--- ABOUT THIS EXERCISE ---
For every line in the records that has the word "face", make a copy.
Start of INFORMATION SHOWN
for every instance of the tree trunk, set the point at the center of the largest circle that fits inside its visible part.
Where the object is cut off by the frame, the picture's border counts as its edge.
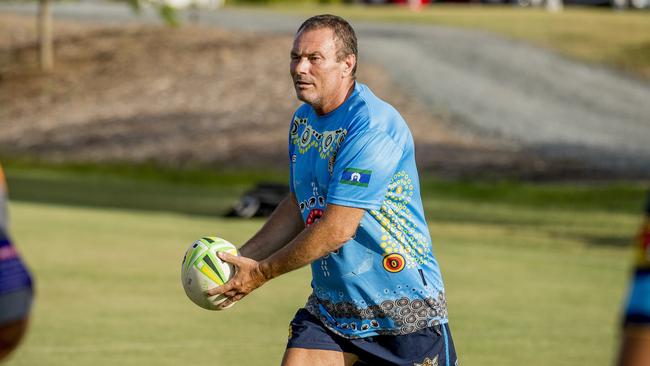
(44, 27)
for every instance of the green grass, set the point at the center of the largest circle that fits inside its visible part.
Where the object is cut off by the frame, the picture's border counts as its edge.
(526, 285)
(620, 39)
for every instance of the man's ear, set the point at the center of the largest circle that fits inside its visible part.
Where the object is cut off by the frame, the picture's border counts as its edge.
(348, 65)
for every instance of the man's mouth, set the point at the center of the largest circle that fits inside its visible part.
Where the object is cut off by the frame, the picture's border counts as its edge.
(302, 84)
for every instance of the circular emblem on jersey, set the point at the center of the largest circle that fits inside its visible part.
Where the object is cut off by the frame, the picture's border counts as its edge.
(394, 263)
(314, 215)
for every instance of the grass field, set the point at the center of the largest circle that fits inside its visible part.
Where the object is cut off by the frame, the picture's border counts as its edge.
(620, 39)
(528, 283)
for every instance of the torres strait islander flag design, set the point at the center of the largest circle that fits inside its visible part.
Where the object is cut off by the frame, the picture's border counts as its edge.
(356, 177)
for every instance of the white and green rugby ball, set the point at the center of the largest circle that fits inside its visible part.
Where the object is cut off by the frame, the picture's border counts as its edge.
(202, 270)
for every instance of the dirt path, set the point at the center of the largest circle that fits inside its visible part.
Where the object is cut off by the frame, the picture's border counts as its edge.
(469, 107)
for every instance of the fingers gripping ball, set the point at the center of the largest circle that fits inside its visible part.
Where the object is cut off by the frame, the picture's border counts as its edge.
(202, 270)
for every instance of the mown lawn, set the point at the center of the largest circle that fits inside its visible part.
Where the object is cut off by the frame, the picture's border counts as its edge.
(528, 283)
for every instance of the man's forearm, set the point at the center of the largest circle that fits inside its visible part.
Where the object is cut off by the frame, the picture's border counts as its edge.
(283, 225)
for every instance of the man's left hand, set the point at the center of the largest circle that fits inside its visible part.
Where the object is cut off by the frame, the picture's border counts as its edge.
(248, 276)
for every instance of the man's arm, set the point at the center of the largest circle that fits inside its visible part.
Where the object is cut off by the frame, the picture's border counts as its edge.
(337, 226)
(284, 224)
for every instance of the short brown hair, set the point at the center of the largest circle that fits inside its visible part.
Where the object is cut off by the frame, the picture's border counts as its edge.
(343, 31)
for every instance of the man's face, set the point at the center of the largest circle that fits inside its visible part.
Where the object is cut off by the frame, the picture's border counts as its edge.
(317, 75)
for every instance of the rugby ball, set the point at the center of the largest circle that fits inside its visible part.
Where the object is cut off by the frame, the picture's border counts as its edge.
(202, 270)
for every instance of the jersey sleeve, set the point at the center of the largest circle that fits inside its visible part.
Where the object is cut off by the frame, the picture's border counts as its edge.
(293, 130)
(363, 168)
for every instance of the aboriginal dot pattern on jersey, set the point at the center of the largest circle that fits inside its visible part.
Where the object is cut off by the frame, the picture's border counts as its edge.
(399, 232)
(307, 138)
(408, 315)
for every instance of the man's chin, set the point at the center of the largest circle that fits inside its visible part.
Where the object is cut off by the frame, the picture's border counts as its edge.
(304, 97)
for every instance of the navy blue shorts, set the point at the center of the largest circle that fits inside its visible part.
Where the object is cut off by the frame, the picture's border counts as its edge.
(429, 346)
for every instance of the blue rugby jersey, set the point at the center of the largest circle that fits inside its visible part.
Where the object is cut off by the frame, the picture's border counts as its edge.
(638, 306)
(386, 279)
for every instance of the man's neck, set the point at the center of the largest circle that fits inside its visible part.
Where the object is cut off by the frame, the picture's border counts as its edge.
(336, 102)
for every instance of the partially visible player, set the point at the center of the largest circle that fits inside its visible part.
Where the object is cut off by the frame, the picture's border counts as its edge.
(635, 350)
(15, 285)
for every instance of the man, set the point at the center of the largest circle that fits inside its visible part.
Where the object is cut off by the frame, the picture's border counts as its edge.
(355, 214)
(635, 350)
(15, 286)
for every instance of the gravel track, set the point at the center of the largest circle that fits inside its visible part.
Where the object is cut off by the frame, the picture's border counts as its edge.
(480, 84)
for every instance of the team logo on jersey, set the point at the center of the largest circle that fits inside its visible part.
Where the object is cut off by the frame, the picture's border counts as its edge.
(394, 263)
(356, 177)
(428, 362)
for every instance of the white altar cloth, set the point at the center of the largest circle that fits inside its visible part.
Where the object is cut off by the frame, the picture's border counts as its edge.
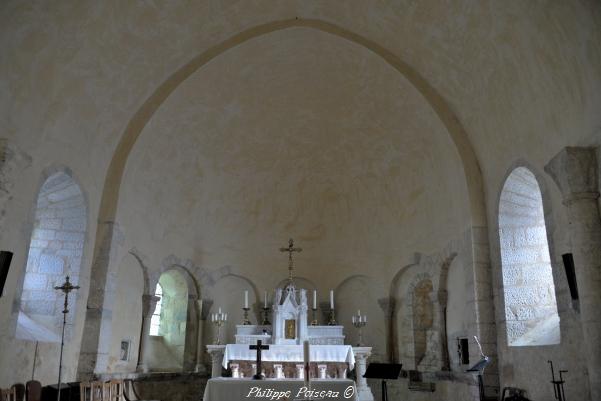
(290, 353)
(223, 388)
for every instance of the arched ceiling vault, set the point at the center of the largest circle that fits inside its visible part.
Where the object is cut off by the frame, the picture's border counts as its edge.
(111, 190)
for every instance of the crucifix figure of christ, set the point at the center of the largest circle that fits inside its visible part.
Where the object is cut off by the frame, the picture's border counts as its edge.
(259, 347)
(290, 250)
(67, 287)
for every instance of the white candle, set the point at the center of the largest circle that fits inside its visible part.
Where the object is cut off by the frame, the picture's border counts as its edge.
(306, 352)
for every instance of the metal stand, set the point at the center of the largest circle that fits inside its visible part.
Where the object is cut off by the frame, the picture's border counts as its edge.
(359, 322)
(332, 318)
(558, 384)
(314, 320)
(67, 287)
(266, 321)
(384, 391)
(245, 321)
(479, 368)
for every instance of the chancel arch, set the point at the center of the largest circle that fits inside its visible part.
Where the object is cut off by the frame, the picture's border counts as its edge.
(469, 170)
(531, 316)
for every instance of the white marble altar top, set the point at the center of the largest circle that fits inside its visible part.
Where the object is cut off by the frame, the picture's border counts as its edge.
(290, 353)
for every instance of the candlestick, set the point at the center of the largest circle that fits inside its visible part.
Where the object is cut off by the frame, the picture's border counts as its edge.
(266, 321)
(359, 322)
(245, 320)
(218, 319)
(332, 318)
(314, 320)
End of INFORMATION SHOWN
Start of INFORMATION SHOWN
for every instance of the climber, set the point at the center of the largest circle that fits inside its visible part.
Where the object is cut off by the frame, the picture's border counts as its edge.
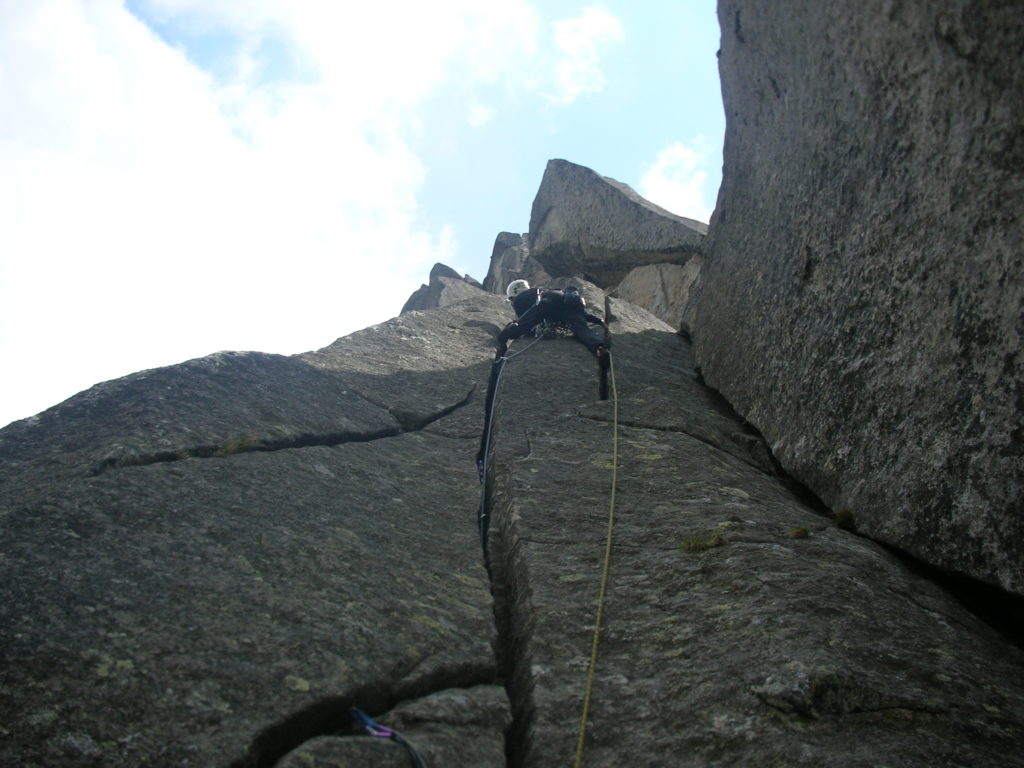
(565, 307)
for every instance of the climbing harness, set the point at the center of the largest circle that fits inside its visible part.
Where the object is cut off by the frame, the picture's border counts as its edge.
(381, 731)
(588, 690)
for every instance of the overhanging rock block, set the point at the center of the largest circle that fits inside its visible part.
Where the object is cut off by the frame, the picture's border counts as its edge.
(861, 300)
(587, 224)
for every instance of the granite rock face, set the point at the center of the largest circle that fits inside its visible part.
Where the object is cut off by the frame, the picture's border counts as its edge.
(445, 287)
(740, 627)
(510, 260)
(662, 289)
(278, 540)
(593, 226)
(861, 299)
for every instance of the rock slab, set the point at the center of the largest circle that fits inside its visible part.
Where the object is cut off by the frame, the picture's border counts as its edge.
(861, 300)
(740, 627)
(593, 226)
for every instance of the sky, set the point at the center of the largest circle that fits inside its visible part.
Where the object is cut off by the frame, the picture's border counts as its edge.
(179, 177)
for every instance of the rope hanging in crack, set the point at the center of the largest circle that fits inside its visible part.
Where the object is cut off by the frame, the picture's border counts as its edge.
End of INFORMATION SHOWN
--- WRITTEN ANSWER ---
for every instance of the man's face, set the point at the center of the largest circle that fits inside its visible part.
for every instance of the granite rock face, set the point at the center of the largest circle that fits inside its visible part.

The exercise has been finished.